Given text
Wednesday, November 02, 2016

CDC Acute Flaccid Myelitis Update - Nov 1st, 2016



As I mentioned yesterday in Taiwan CDC: Enterovirus Infections On The Increase, America's CDC has been investigating an - as yet - unexplained increase in AFM (Acute Flaccid Myelitis) cases across the nation in 2016.

Acute flaccid myelitis (AFM) is a rare illness that affects a person’s nervous system, specifically the spinal cord. AFM may be due to a variety of causes, including viral infection.

The (updated Nov 1st) chart at the top of this blog shows that so far this year, the CDC has identified 89 cases of AFM from 33 states, a more than 400% increase over 2015, and an 80% (n=39)  jump over the previous month's total.

The elevated AFM cases which begin in August of 2014 have been tentatively linked to EV-D68, a relatively rare non-polio enterovirus that caused a nationwide outbreak of mild to moderate respiratory illness two years ago, mostly among children and teenagers. 

While a pretty good circumstantial case has been made over the past couple of years (see EID Journal  Enterovirus D68 Infection in Children with Acute Flaccid Myelitis, Colorado, USA, 2014), no definitive causal link to EV-D68 has been established. 

That said, there are many other viruses - including EV-71, West Nile Virus, cytomegalovirus and Epstein-Barr virus, and adenoviruses - that can cause similar neurological symptom. 
Although some sporadic cases of EV-D68 infection have been reported this year, the CDC states:
There is no indication of unusual activity. Enteroviruses are ever-present in the community, and each year we expect to detect cases.

All of which leaves us with a mystery as to what is causing this rise in AFM, predominantly among children across the nation.

Brief
From the AFM update above, output the part that opens with the words containing "As I mentioned" and closes with "nation in 2016.", copied exactly.

Referring expression data
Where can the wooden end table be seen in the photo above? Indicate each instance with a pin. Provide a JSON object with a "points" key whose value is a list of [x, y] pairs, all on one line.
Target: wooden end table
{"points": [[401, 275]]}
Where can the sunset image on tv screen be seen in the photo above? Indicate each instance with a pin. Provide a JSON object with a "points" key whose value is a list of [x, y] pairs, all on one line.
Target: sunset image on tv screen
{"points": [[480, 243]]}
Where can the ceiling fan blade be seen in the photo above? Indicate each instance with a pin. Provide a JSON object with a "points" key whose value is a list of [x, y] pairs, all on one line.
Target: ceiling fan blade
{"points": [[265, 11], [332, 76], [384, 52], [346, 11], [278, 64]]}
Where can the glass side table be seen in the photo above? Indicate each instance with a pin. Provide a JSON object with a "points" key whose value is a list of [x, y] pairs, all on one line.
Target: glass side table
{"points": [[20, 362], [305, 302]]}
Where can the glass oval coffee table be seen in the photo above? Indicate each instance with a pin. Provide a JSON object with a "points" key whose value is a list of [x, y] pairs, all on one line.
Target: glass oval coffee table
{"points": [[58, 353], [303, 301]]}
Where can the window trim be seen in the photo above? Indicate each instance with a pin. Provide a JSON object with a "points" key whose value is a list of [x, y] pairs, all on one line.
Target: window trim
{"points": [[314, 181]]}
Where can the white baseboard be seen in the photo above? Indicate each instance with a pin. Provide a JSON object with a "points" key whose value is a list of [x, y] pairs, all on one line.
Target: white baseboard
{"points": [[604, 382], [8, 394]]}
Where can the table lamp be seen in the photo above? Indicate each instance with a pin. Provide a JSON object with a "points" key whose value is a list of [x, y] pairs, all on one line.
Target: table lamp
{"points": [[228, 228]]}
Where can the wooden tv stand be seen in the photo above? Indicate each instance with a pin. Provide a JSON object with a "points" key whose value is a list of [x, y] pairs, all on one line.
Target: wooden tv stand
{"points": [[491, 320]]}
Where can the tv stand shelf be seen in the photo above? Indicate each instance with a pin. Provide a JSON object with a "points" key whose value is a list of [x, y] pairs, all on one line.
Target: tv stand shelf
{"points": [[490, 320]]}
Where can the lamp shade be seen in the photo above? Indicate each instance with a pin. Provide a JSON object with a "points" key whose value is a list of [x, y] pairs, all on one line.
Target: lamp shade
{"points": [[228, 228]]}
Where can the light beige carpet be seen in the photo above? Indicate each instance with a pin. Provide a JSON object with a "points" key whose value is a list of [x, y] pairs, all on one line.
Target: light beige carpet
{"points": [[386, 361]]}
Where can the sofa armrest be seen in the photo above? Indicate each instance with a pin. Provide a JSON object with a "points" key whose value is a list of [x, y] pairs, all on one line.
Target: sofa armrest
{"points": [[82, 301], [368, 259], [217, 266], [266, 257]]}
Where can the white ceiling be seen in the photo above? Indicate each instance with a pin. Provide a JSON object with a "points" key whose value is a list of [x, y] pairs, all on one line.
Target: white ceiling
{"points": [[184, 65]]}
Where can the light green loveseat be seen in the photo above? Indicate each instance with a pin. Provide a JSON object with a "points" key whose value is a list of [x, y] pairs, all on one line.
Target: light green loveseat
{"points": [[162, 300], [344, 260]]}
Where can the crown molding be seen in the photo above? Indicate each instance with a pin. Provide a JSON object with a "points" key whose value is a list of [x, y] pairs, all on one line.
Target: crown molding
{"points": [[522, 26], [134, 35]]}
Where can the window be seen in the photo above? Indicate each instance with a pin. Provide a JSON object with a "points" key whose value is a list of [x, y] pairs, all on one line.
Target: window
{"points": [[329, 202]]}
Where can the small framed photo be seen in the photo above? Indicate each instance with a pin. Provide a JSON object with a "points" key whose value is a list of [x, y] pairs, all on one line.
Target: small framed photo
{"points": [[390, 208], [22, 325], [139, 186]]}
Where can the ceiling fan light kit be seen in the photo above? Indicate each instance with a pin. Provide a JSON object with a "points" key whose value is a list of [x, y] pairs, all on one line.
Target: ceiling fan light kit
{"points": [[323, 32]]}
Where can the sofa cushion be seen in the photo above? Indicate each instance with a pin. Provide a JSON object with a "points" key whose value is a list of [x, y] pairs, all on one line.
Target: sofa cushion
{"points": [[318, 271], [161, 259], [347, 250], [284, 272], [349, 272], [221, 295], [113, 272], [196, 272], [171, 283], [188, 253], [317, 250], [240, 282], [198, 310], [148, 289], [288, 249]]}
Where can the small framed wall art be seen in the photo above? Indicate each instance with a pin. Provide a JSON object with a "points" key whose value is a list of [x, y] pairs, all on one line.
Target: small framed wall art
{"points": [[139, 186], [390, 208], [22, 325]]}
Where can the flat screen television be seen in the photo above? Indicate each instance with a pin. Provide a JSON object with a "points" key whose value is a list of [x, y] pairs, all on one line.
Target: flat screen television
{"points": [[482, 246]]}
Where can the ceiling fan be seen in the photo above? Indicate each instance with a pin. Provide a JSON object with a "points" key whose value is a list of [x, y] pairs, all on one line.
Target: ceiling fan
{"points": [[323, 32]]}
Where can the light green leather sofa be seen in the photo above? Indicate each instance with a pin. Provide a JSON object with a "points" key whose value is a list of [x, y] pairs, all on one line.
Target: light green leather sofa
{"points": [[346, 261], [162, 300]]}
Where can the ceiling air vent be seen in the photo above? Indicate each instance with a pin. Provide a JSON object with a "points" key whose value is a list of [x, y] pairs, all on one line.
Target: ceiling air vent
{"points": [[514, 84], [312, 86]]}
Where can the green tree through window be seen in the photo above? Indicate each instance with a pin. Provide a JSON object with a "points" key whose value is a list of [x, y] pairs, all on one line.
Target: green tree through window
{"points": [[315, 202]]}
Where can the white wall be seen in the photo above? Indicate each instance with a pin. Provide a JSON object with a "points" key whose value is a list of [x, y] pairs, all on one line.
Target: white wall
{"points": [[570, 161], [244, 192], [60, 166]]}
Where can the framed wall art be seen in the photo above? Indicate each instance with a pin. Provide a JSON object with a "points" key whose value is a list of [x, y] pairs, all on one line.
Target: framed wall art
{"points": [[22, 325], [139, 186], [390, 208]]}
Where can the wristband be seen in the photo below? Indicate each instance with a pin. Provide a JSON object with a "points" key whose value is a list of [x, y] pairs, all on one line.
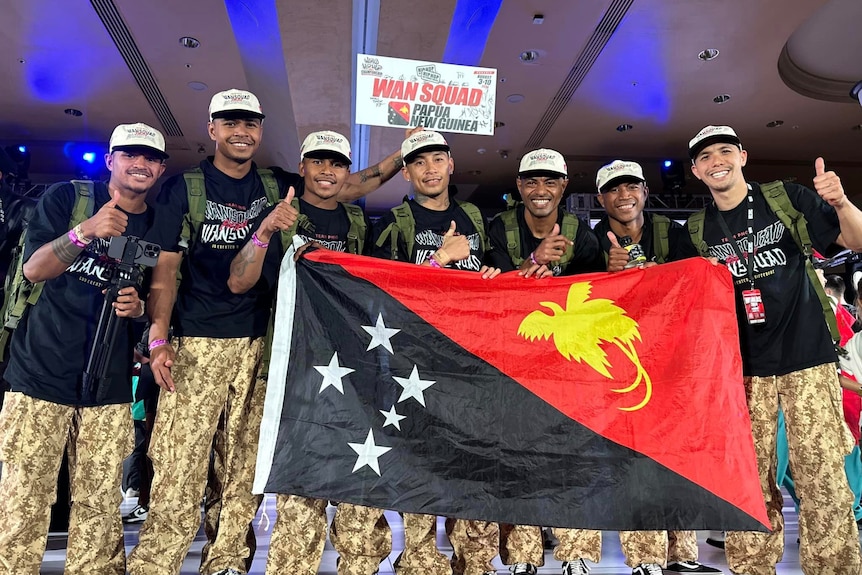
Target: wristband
{"points": [[256, 241], [157, 343]]}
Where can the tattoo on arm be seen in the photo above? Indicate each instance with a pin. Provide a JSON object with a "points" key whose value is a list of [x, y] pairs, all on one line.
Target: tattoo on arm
{"points": [[64, 250]]}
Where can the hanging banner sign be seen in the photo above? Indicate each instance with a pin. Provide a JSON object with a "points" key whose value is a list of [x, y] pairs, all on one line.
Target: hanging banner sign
{"points": [[441, 97]]}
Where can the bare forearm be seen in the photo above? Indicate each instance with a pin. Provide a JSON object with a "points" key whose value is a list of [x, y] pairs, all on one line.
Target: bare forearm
{"points": [[51, 260], [366, 181], [246, 267]]}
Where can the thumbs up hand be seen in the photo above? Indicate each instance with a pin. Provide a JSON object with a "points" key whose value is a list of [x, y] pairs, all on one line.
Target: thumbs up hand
{"points": [[828, 185]]}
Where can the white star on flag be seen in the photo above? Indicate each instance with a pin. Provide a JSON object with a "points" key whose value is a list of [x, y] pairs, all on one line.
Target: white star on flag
{"points": [[413, 386], [380, 334], [332, 374], [368, 453], [392, 418]]}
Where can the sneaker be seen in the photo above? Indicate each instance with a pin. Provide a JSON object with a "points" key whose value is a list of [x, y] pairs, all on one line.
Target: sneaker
{"points": [[523, 569], [575, 568], [647, 569], [690, 567], [136, 515], [716, 539]]}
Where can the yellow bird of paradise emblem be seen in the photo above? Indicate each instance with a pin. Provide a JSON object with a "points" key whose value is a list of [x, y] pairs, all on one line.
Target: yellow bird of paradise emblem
{"points": [[579, 331]]}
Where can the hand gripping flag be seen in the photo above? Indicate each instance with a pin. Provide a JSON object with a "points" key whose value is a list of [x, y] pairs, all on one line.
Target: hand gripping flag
{"points": [[604, 401]]}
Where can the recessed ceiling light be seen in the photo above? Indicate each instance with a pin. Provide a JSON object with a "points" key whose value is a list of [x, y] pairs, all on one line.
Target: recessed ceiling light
{"points": [[528, 56], [189, 42]]}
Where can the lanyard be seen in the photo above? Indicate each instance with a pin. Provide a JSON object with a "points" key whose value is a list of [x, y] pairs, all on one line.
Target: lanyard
{"points": [[724, 228]]}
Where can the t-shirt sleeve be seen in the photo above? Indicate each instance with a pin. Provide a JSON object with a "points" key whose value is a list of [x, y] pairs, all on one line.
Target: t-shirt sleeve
{"points": [[498, 254], [823, 225], [50, 218], [171, 206]]}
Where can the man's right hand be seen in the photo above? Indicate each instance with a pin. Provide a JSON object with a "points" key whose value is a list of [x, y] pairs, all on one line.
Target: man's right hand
{"points": [[108, 222], [161, 361], [281, 218]]}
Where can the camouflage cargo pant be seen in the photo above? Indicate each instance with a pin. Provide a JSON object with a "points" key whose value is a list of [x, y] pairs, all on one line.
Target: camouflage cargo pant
{"points": [[578, 544], [360, 534], [217, 407], [818, 440], [474, 545], [658, 546], [33, 434], [522, 544]]}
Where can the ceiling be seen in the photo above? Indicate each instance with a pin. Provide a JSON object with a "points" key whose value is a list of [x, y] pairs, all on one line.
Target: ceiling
{"points": [[601, 63]]}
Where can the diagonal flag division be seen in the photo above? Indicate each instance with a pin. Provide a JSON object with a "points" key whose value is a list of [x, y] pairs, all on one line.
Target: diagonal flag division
{"points": [[597, 401]]}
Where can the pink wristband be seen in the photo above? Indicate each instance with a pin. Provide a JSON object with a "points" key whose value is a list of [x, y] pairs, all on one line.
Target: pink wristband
{"points": [[73, 237], [156, 343], [256, 241]]}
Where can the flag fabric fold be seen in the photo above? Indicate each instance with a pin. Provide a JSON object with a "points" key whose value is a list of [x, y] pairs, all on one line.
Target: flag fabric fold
{"points": [[605, 401]]}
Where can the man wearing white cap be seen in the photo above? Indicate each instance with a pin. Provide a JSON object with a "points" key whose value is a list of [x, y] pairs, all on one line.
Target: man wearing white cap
{"points": [[788, 355], [49, 409], [299, 533], [212, 369]]}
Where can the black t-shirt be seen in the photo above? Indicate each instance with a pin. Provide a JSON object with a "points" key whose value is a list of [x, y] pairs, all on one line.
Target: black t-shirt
{"points": [[795, 335], [587, 256], [678, 241], [431, 225], [205, 306], [50, 348]]}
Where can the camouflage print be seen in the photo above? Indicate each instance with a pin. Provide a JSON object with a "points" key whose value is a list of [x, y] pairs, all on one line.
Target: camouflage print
{"points": [[644, 547], [217, 390], [420, 555], [818, 440], [522, 544], [682, 546], [474, 545], [296, 545], [33, 434], [362, 537], [578, 544]]}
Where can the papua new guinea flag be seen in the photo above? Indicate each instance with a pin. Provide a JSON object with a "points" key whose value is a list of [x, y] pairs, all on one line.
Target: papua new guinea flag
{"points": [[605, 401]]}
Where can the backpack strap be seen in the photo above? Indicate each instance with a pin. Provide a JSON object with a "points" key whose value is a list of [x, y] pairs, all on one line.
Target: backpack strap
{"points": [[660, 241], [779, 202]]}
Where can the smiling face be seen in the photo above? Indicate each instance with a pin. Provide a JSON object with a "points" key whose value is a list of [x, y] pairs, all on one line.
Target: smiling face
{"points": [[624, 201]]}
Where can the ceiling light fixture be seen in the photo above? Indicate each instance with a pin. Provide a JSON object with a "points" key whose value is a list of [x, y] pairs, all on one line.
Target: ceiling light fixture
{"points": [[189, 42]]}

Exercise answer
As I mentioned yesterday in Taiwan CDC: Enterovirus Infections On The Increase, America's CDC has been investigating an - as yet - unexplained increase in AFM (Acute Flaccid Myelitis) cases across the nation in 2016.